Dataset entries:

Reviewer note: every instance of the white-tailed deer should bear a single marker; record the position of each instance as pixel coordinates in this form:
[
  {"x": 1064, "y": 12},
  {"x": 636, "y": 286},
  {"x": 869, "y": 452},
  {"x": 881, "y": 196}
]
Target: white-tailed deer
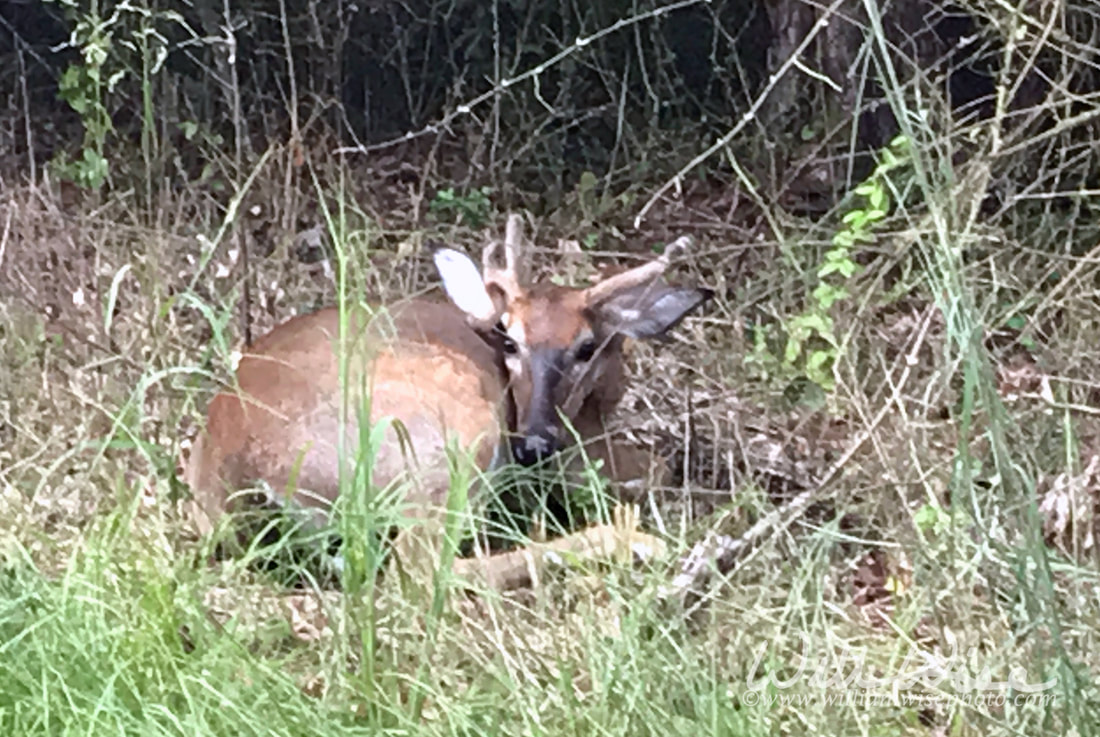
[{"x": 494, "y": 369}]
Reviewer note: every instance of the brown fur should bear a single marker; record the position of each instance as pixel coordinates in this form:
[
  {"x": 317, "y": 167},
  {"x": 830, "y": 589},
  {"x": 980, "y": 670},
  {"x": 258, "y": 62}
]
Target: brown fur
[{"x": 419, "y": 363}]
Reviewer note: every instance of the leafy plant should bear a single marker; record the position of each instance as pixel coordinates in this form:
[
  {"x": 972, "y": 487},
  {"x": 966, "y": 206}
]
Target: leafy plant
[
  {"x": 812, "y": 345},
  {"x": 471, "y": 208},
  {"x": 84, "y": 87}
]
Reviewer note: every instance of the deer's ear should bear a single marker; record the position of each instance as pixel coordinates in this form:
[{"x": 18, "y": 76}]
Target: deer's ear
[
  {"x": 464, "y": 285},
  {"x": 649, "y": 310}
]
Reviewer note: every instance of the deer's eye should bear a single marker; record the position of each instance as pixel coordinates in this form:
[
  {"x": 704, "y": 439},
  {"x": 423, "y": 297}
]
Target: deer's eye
[
  {"x": 507, "y": 344},
  {"x": 585, "y": 350}
]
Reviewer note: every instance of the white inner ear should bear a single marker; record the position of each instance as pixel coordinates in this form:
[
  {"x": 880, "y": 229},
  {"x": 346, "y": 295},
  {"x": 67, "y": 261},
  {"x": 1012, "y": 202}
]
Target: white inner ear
[{"x": 463, "y": 284}]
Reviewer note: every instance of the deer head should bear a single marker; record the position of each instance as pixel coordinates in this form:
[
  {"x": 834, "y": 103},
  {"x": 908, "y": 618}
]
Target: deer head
[{"x": 562, "y": 347}]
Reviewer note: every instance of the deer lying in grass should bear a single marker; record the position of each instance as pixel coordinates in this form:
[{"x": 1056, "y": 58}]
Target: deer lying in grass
[{"x": 493, "y": 370}]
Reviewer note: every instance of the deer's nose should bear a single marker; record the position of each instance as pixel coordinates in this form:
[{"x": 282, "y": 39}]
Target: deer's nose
[{"x": 531, "y": 449}]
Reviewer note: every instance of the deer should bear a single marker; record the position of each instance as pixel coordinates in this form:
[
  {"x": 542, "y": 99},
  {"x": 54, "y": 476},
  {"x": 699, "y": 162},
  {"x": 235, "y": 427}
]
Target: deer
[{"x": 498, "y": 366}]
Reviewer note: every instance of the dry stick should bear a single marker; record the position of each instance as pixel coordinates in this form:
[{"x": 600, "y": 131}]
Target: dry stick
[
  {"x": 722, "y": 552},
  {"x": 534, "y": 73},
  {"x": 792, "y": 61}
]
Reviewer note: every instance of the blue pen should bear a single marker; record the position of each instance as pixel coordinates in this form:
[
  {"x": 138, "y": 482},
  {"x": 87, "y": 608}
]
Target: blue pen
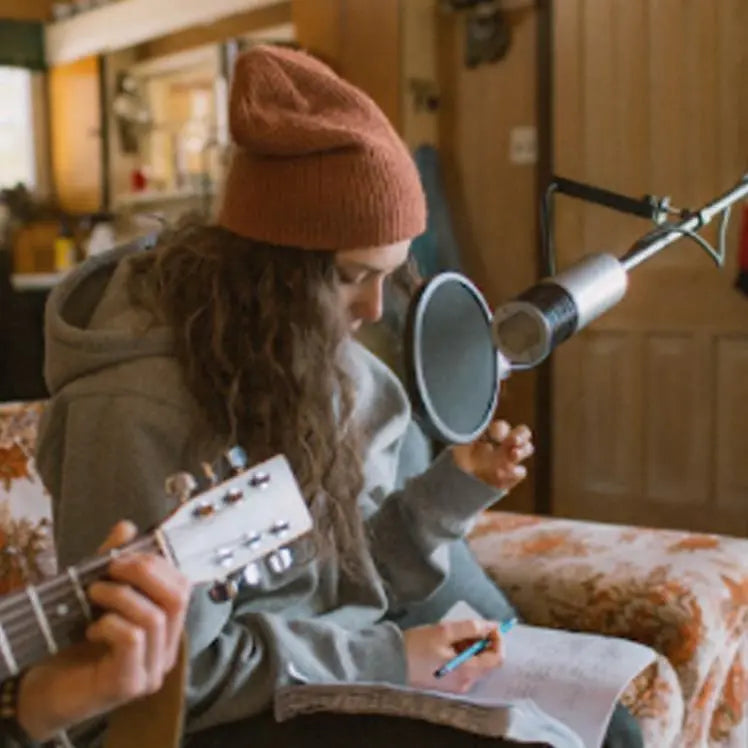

- _TASK TO CARRY OUT_:
Please revise the material starting at the line containing "Reviewer note: every instance of the deer's eye" and ending at the end of the material, replacing every "Target" with "Object" and keeping all else unchanged. Leave the pictures out of your answer.

- _FULL ANSWER_:
Reviewer note: every instance of the deer's eye should bear a single marker; record the position of each instance as pixel coordinates in this form:
[
  {"x": 704, "y": 439},
  {"x": 423, "y": 297}
]
Object: deer's eye
[
  {"x": 507, "y": 344},
  {"x": 585, "y": 350}
]
Reviewer note: every instance of the white inner ear should bear a single marker; record the position of each instance as pixel coordinates in this form:
[
  {"x": 880, "y": 229},
  {"x": 346, "y": 295},
  {"x": 67, "y": 261},
  {"x": 1012, "y": 202}
]
Object: white inner ear
[{"x": 463, "y": 284}]
Reviewer note: every instance of the deer head should bear a single marker; record the position of each instance as pixel coordinates in this form:
[
  {"x": 834, "y": 103},
  {"x": 908, "y": 618}
]
Object: deer head
[{"x": 562, "y": 347}]
Reviewer note: every instance of the deer lying in grass should bear a single marker; record the position of each instance as pixel coordinates in this form:
[{"x": 1056, "y": 58}]
Object: deer lying in grass
[{"x": 493, "y": 370}]
Reviewer note: every instance of the deer's nose should bear a single marker; record the position of each instance as pixel coordinates in this form:
[{"x": 282, "y": 39}]
Object: deer's nose
[{"x": 531, "y": 449}]
Reviewer note: every instance of the deer should bear a single marker; record the position of each instance as pixel coordinates in this form:
[
  {"x": 542, "y": 99},
  {"x": 54, "y": 476},
  {"x": 699, "y": 162},
  {"x": 235, "y": 427}
]
Object: deer
[{"x": 498, "y": 366}]
Reviewer note: every instance of the dry stick should bear a single marker; record the position of each instance as pixel coordinates in this form:
[{"x": 600, "y": 131}]
Object: dry stick
[
  {"x": 722, "y": 552},
  {"x": 534, "y": 73},
  {"x": 792, "y": 61}
]
Reviewer note: every instance of the blue pen should bear a single marker; record the position of each instance as pixel coordinates in this form:
[
  {"x": 138, "y": 482},
  {"x": 87, "y": 608}
]
Object: blue pen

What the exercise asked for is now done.